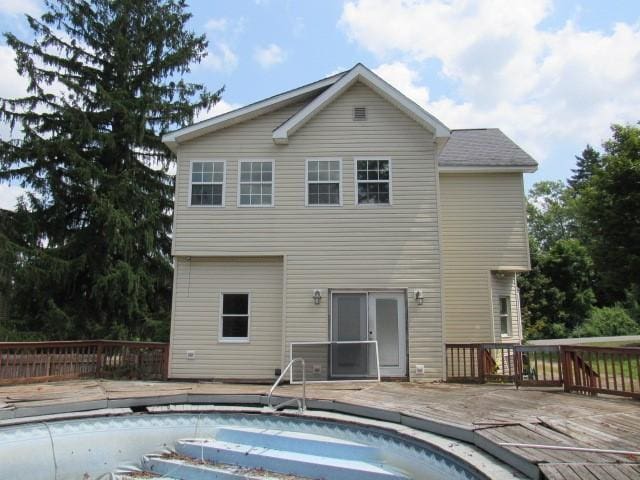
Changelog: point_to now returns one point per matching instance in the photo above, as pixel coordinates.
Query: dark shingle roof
(483, 147)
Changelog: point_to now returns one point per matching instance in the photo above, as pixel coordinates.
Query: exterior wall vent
(359, 113)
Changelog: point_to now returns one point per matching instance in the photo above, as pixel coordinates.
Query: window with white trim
(505, 317)
(234, 317)
(373, 182)
(324, 182)
(207, 183)
(256, 183)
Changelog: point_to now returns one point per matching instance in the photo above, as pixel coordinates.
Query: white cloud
(270, 55)
(19, 7)
(216, 24)
(218, 109)
(538, 84)
(222, 59)
(404, 79)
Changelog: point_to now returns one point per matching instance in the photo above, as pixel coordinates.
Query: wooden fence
(22, 362)
(588, 370)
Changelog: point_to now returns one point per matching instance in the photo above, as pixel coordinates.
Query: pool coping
(256, 403)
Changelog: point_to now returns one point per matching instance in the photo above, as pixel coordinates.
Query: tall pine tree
(586, 167)
(105, 84)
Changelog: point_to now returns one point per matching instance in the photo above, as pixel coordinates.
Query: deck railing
(22, 362)
(610, 370)
(582, 369)
(538, 366)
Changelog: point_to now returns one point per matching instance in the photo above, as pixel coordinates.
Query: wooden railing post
(165, 362)
(567, 373)
(98, 359)
(481, 365)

> WHAT YOU SHOULD DO
Should a record include a picture, omit it from your copy and return the rest unchanged.

> SOLUTION TO THIS PROBLEM
Changelog: point_to now returns one point per matching instance in the photo above, as pixel coordinates.
Query: dark shingle roof
(483, 147)
Changelog: point_to now returns one point per matching instance in the photo above, as pixel coordinates.
Query: exterior wall vent
(359, 113)
Changelog: point_to now returns one point per matching instance in the photo above, as pixel coordinates.
Query: window with white trim
(505, 317)
(234, 317)
(373, 182)
(324, 182)
(207, 183)
(256, 183)
Changelog: point_to now returns one point per matching instance in the photo above, as pixel coordinates.
Query: white cloud
(270, 55)
(19, 7)
(216, 24)
(218, 109)
(538, 84)
(222, 59)
(404, 79)
Changelog: point_to now returns one point per matching instance in the photo above, as pixel coordinates.
Query: wooden fence
(22, 362)
(588, 370)
Changelog: point_to now returns one point per matching instance in the photo above, as pixel coordinates.
Query: pool coping
(256, 403)
Changelog: point_to now returns one point per matching instance in the photo above, as pixel coordinates.
Query: tall pine tree
(586, 167)
(105, 84)
Changelog: point_to now returns one point per matching instance in the photo above, as pixel coordinates.
Query: deck railing
(22, 362)
(610, 370)
(582, 369)
(538, 366)
Changelog: point_to now returns one point per matching instance in the photo above, as pixel coordinates.
Query: wooden railing post
(165, 362)
(567, 373)
(98, 359)
(481, 365)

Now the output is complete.